■ **Data listing**
________

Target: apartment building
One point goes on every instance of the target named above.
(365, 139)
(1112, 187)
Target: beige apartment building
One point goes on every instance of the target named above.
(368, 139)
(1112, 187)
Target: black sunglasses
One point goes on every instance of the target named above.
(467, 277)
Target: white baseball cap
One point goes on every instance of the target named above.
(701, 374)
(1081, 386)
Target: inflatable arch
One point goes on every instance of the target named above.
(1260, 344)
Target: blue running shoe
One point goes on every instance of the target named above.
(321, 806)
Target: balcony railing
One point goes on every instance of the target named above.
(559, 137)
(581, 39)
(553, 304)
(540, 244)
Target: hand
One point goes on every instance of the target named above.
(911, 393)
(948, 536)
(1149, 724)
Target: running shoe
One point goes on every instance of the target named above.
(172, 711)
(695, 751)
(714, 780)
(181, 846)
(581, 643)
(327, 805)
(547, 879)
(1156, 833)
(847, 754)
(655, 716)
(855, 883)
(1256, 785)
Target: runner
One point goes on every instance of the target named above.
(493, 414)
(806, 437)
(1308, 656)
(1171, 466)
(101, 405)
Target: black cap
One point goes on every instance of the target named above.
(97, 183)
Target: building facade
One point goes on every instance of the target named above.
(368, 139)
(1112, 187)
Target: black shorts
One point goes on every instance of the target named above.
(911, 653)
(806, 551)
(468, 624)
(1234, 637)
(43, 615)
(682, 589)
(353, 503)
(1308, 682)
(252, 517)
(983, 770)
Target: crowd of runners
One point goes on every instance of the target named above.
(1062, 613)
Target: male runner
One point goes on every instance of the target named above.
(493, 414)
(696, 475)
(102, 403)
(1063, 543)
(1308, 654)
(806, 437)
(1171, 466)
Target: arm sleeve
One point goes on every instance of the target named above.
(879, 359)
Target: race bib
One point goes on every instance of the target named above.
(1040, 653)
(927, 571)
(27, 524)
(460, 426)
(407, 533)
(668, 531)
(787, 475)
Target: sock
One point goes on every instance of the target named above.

________

Could you copy every record above exactly as written?

Target: apartment building
One point goes on every instance of the target named above.
(365, 139)
(1112, 187)
Target: beige apartment building
One point goes on every instance of the target named above.
(368, 139)
(1112, 187)
Target: black sunglasses
One point goes on every instance of the target named above.
(467, 277)
Target: white baseball cap
One point goes on every instance of the target named above.
(701, 374)
(1081, 386)
Target: inflatable arch
One point goes on every instance of the target named above.
(1260, 344)
Target: blue running shoe
One point goes on every instance of the target named above.
(321, 806)
Target: balcony railing
One point goes on every instance of the target named above.
(559, 137)
(581, 39)
(553, 304)
(540, 244)
Target: hand
One point goes on every instance of the target named above.
(911, 393)
(948, 536)
(1149, 724)
Target: running shoe
One point goes on every instance of the target named above.
(172, 711)
(695, 751)
(714, 780)
(181, 846)
(581, 643)
(327, 805)
(547, 879)
(1156, 833)
(847, 754)
(655, 716)
(855, 883)
(1256, 785)
Target: runner
One point goes on every instance of the target named above.
(493, 414)
(806, 437)
(1308, 656)
(1171, 466)
(101, 405)
Target: black cap
One point goes on every instance of the target named above.
(97, 183)
Target: building facade
One point goes on every instance of the target named above.
(368, 139)
(1112, 187)
Target: black shorts
One point goes on every instance of the target named above.
(911, 653)
(806, 551)
(468, 624)
(1234, 637)
(43, 615)
(682, 589)
(353, 503)
(1308, 682)
(252, 517)
(983, 770)
Target: crowd of runners
One point goes on every instance of the target named above.
(1062, 613)
Target: male runner
One point goes on every instance of the target named above.
(493, 414)
(696, 475)
(102, 403)
(1063, 543)
(1308, 654)
(806, 437)
(1171, 466)
Target: arm sleeve
One point goes on every instance of the target named above.
(879, 359)
Target: race bib
One point goes on every instance of the target named above.
(1040, 653)
(927, 571)
(27, 524)
(460, 426)
(407, 533)
(668, 531)
(787, 475)
Target: sock
One point goes on every instance of the target named above.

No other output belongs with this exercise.